任务要求 » 请把下面列表中的各行整理成编号列表，空行略去不计。

形状标注记录
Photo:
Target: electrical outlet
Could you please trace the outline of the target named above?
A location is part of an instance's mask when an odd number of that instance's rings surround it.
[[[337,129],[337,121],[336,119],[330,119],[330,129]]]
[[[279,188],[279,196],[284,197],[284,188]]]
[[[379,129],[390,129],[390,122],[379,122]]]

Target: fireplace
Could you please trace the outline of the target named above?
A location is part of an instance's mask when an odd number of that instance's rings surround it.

回答 »
1. Photo:
2. Target: electrical outlet
3. Could you please trace the outline of the target named above?
4. A location is part of an instance's mask when an odd number of that instance's rings surround it.
5. [[[337,129],[337,121],[336,119],[330,119],[330,129]]]
6. [[[279,188],[279,196],[284,197],[284,188]]]
7. [[[379,129],[390,129],[390,122],[379,122]]]
8. Target: fireplace
9. Could you please trace the outline of the target named above?
10. A location is part of an instance's mask when an odd number of that instance's rings surround it.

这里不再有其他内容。